DIRECTIONS: Exactly reproduce the lines from the line that has "Would you be able to point to the black curtain" down to the last line of the entries, inclusive.

INFORMATION SHOWN: Begin

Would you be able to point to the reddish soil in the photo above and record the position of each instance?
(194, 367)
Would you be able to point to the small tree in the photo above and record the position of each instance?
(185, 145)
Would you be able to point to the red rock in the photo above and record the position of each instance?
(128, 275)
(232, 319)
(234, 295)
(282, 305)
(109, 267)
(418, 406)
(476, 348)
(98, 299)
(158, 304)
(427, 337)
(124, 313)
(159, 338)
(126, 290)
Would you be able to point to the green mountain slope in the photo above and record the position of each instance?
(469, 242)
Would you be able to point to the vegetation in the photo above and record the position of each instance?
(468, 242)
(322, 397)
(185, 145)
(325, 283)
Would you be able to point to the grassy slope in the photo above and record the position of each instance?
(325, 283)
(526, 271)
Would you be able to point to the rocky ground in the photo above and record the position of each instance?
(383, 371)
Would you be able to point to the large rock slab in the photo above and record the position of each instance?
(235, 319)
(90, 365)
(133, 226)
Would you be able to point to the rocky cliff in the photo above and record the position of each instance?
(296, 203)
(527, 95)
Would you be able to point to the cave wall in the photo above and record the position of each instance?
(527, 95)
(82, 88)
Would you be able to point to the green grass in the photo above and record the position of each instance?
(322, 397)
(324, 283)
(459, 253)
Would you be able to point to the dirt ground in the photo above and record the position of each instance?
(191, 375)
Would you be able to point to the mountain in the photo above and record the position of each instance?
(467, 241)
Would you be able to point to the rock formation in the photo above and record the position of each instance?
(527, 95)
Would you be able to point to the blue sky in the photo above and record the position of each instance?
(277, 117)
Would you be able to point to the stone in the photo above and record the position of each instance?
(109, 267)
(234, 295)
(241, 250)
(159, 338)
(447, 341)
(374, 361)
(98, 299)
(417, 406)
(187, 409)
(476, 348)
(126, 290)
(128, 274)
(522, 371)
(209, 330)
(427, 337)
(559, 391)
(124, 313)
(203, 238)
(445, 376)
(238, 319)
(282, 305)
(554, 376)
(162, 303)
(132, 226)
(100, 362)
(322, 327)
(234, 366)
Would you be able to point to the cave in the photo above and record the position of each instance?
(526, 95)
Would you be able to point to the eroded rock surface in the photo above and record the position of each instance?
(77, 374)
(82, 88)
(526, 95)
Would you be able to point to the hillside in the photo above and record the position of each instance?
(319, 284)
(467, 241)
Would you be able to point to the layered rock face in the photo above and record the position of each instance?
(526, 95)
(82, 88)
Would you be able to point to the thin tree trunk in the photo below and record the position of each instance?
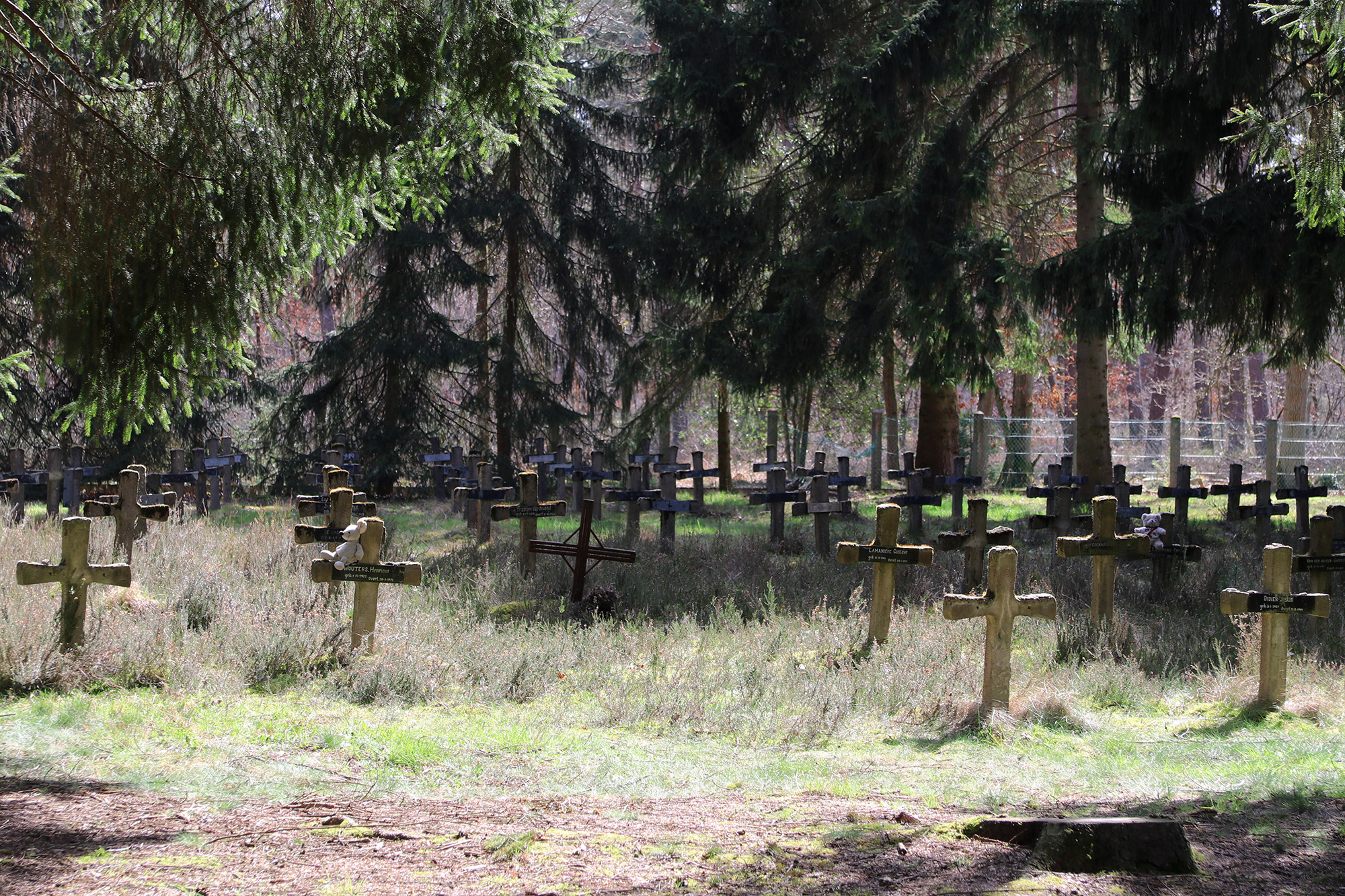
(509, 335)
(937, 440)
(1093, 416)
(726, 439)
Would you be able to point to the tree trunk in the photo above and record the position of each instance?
(1093, 416)
(937, 440)
(726, 439)
(509, 335)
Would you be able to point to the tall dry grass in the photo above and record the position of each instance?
(728, 637)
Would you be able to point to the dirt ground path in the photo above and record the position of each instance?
(102, 840)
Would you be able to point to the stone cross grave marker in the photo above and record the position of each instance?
(1301, 493)
(368, 576)
(666, 503)
(1262, 510)
(1182, 493)
(1000, 606)
(915, 498)
(528, 512)
(886, 555)
(1276, 603)
(1235, 489)
(973, 542)
(636, 499)
(75, 573)
(1104, 545)
(841, 481)
(580, 555)
(699, 474)
(1122, 490)
(820, 506)
(956, 485)
(126, 509)
(777, 498)
(543, 462)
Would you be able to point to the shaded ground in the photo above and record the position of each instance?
(91, 838)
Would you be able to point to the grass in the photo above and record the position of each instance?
(731, 665)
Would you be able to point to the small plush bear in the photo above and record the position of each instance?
(1149, 525)
(350, 551)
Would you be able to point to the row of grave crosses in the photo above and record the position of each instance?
(212, 475)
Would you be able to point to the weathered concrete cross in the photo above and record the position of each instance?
(368, 576)
(1000, 606)
(528, 512)
(126, 509)
(76, 575)
(974, 541)
(1276, 603)
(886, 555)
(1105, 545)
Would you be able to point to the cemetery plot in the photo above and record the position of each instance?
(75, 573)
(884, 553)
(1276, 603)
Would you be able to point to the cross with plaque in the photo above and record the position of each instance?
(1235, 489)
(126, 509)
(999, 606)
(1182, 493)
(580, 555)
(528, 512)
(973, 541)
(76, 575)
(886, 555)
(915, 497)
(1276, 603)
(368, 575)
(1122, 490)
(820, 506)
(1301, 493)
(1104, 545)
(1262, 510)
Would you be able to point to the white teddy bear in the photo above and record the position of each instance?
(1149, 525)
(350, 551)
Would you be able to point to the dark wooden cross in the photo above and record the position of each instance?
(76, 575)
(1276, 603)
(915, 499)
(999, 606)
(1182, 493)
(841, 481)
(580, 555)
(1301, 493)
(368, 576)
(820, 506)
(777, 498)
(956, 485)
(1122, 490)
(528, 512)
(1235, 489)
(1104, 545)
(886, 555)
(1262, 510)
(974, 541)
(699, 474)
(666, 503)
(126, 509)
(1059, 517)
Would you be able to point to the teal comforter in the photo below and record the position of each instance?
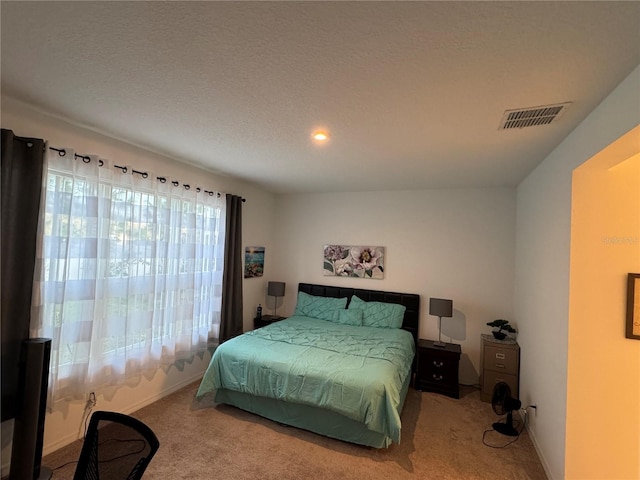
(356, 371)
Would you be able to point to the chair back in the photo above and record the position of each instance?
(116, 447)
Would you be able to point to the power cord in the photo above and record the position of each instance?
(522, 426)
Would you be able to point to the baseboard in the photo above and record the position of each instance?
(67, 439)
(534, 440)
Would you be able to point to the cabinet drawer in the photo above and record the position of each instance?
(491, 378)
(499, 359)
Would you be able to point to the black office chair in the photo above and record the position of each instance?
(116, 447)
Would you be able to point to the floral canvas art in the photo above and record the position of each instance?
(354, 261)
(253, 262)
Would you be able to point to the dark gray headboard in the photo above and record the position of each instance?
(411, 301)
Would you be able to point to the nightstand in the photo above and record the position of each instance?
(265, 320)
(499, 362)
(437, 369)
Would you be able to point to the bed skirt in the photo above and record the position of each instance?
(307, 417)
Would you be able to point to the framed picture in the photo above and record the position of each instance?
(633, 306)
(253, 262)
(353, 261)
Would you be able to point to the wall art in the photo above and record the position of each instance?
(354, 261)
(253, 262)
(633, 306)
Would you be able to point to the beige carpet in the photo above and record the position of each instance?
(441, 439)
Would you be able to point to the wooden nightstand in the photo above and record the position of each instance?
(437, 369)
(499, 362)
(265, 320)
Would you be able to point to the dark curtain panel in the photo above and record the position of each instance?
(22, 169)
(231, 317)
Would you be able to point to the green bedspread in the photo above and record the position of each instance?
(356, 371)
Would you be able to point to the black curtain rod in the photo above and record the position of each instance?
(86, 159)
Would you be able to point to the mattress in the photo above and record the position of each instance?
(302, 364)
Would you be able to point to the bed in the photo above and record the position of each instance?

INFORMATION SHOWN: End

SOLUTION:
Would you be able to point to the black curtain rod in the photo above and record the position of each instance?
(86, 159)
Would you be able to point to the mattress in the photo above and record the position of each instance?
(302, 364)
Would you be able to point to the bed in the photo above and record the position of each instance?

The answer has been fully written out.